◆ Gösterilen metin:
Dolmabahçe Cami’i, 19. yüzyıl Osmanlı mimarisinde pekçok önemli esere imzasını atan, Nikogos Baylan tarafından, batı cereyanlarının en kesif biçimde te’sirini gösterdiği bir devirde inşa edilmiştir. Bu dönem’de, barok, rokoko, ampir gibi üslûpların yerleşik san’at birikimi ve zevkiyle kaynaştırılması neticesinde ilginç bir yorumlama anlayışına gidilmiştir. Mimârî bakımdan bu gibi camilerde önemli bir yenilik söz konusu olmaksızın asıl değişimin ananevî çizginin, klasik nisbetlerin ve motif repertuvarının büyük ölçüde terkedilmesi suretiyle dış cephede ve süslemelerde gerçekleştirildiği görülür. Barok, rokoko ve ampir tarzındaki süsleme husûsiyyetlerinin ananevi Osmanlı motiflerinin ve bezeme anlayışının yerini almaya başlaması dikkat çeker. Dönemin en önemli karakteri, mimâriye “eklektik” (karma) yaklaşımın hâkim olması ve batılı unsurların herhangi bir kâideye bağlı kalmaksızın sınırsızca ve yer yer de Osmanlı ve İslâm unsurlariyle karıştırılarak kullanılmasıdır. Bu bakımdan Dolmabahçe Cami’i ait olduğu devrin umûmî yaklaşımını ve san’at zevkini bütünüyle yansıtan tipik bir örnektir.
Yol ve meydan açılışında, vandalca yıkımlardan Dolmabahçe Cami’i de nasibini almış, Dolmabahçe Meydanı açılış çalışmalarında, avlu, çevre duvar’ları ve cümle kapıları ve ba’zı diğer bölümler ortadan kaldırılmış, cami’i’n önündeki Hünkâr Kasrı ile birlikte bugünkü durum ortaya çıkmıştır.
Cami’i’n ampir üslûbundaki sekizgen plânlı, kubbeli muvakkithânesi ise meydan tanzimi esnasında cadde üzerinden kaldırılarak deniz tarafındaki hâlen bulunduğu yere eğreti bir şekilde yerleştirilmiştir. Taş ve mermerden inşa edilen cami’i’n ön cephesini boylu boyunca iki taraftan da dışa taşan ikişer katlı Hünkâr Kasrı kaplamaktadır. Küçük bir saray görünümündeki bu kasr’a biri ön cephede ana mekân ile ortak kullanılan, diğerleri yan cephelerde yer alan üç kapıdan girilmektedir. Birkaç basamakla ulaşılan bu kapılardan yandakilerin üzerlerinde sütunlu birer giriş bölümü bulunur. Kasr’ın iki yanındaki merdivenlerle üst kata çıkılmaktadır. Bu kısımda odalar yer almakta ve ayrıca buradan mahfillere de geçilmektedir. Günümüzde Cami’i’n Hünkâr Kasrı Beyoğlu Müftülüğü ve cami görevlileri lojmanı olarak kullanılmaktadır.
Cami’i’n bünyesinden ayrı tutulan minareler Hünkâr Kasrı’nın iki köşesinde yükselir. İnce uzun formları ve yivli gövdeleriyle dikkat çeken minarelerde şerefe altları akant yapraklarıyla süslenmiştir.

◆ Veri kümesinden alıntı:
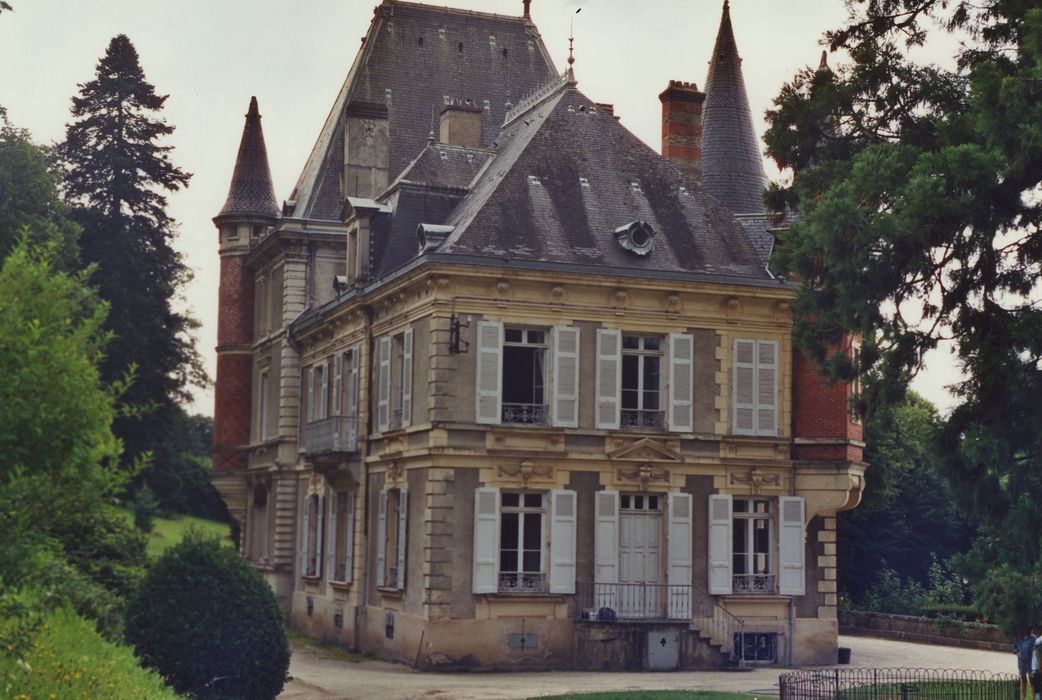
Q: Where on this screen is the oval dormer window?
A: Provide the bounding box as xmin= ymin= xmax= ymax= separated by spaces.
xmin=615 ymin=221 xmax=655 ymax=256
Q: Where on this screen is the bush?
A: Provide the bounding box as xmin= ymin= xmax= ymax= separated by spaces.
xmin=126 ymin=532 xmax=290 ymax=698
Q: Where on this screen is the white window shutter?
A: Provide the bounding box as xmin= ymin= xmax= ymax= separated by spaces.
xmin=666 ymin=494 xmax=694 ymax=619
xmin=318 ymin=361 xmax=329 ymax=419
xmin=341 ymin=491 xmax=357 ymax=581
xmin=314 ymin=494 xmax=325 ymax=576
xmin=401 ymin=328 xmax=413 ymax=428
xmin=376 ymin=335 xmax=391 ymax=432
xmin=325 ymin=491 xmax=342 ymax=581
xmin=471 ymin=488 xmax=499 ymax=593
xmin=475 ymin=321 xmax=503 ymax=423
xmin=300 ymin=494 xmax=312 ymax=576
xmin=730 ymin=339 xmax=756 ymax=435
xmin=756 ymin=341 xmax=778 ymax=435
xmin=596 ymin=328 xmax=622 ymax=430
xmin=710 ymin=495 xmax=734 ymax=596
xmin=550 ymin=490 xmax=576 ymax=595
xmin=304 ymin=367 xmax=315 ymax=423
xmin=778 ymin=496 xmax=807 ymax=596
xmin=669 ymin=333 xmax=695 ymax=432
xmin=376 ymin=490 xmax=388 ymax=586
xmin=551 ymin=326 xmax=579 ymax=428
xmin=593 ymin=491 xmax=619 ymax=610
xmin=332 ymin=352 xmax=344 ymax=416
xmin=395 ymin=486 xmax=408 ymax=591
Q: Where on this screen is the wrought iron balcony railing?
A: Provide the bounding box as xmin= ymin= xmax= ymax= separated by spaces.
xmin=502 ymin=403 xmax=549 ymax=425
xmin=620 ymin=408 xmax=666 ymax=430
xmin=304 ymin=416 xmax=358 ymax=454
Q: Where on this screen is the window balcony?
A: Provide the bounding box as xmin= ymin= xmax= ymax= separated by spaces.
xmin=499 ymin=573 xmax=549 ymax=593
xmin=304 ymin=416 xmax=358 ymax=454
xmin=619 ymin=408 xmax=666 ymax=430
xmin=502 ymin=403 xmax=550 ymax=425
xmin=731 ymin=574 xmax=774 ymax=596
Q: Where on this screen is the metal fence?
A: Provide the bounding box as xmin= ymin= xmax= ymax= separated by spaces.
xmin=778 ymin=669 xmax=1020 ymax=700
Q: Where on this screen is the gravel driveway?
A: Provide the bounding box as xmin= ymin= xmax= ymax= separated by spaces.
xmin=279 ymin=636 xmax=1017 ymax=700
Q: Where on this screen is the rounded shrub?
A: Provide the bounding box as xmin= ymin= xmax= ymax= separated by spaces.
xmin=126 ymin=533 xmax=290 ymax=699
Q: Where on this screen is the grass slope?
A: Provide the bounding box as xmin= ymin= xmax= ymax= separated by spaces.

◆ Görev tanımı: Dolmabahçe Camii'ni anlatan metnin devamını, son cümleden sonra başlayarak yazın.

◆ Yanıt aşağıda:
Renkli mermer işçiliği gösteren mihrap ve minberde klasik çizgiden uzaklaşılarak bir takım barok süslemelere yer verilmiştir. Beşgen plânlı mihrap nişinin üzerinde değişik biçimde çiçek ve yapraklardan oluşan bitkisel bir süslemeye gidilirken kitabe levhasının üstüne de ortası bir çelenkle taçlandırılmış bir tepelik yerleştirilmiştir. Aynı tepeliğe pencere üzerinlerinde de rastlanmaktadır ve böylece iç mekân süslemesinde bir bütünlüğe ulaşma çabasına girildiği görülmektedir. Mihrap gibi iki renkli mermerden yapılmış olan minberin yekpâre korkuluk levhaları geometrik bezemelidir. Mermer’den çok zarif elmas topu gibi bir de va’az kürsüsü bulunmaktadır.
Dolmabahçe-Bezmiâlem Cami’i’nin etrafı Dolmabahçe Sarayı’nın bahçesinde inşa edildiği için, halk’tan, avam’dan cemaati yoktu. Cami’i’n cemaati daha ziyâde, saray sâkin’lerinin ve müştemilatta bulunanlardandı. Feriye ve Yıldız Saray’ları inşa ettirildikten sonra, Dolmabahçe Sarayı tenhalaştığı için cami’i’n cemaati de iyice azalmıştı. 1948-1961 yılları arasında, cami Hünkâr Kasrı ile birlikte Deniz Kuvvetlerine ait Beşiktaş’taki Deniz Müzesi’nin deposu olarak kullanılmıştır.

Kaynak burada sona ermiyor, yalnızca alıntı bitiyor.